### Given request
Put each line of the data below into a JSON list of strings, one string per line, leaving out any blank lines.

— begin Entries —

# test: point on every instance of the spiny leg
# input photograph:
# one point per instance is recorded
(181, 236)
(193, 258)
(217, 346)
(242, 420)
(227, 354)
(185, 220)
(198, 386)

— end Entries —

### Task solution
[
  "# test: point on every instance of the spiny leg",
  "# input photograph:",
  "# one point per instance is recorded",
  "(181, 236)",
  "(193, 258)",
  "(217, 346)",
  "(242, 420)",
  "(227, 354)",
  "(185, 220)",
  "(198, 386)"
]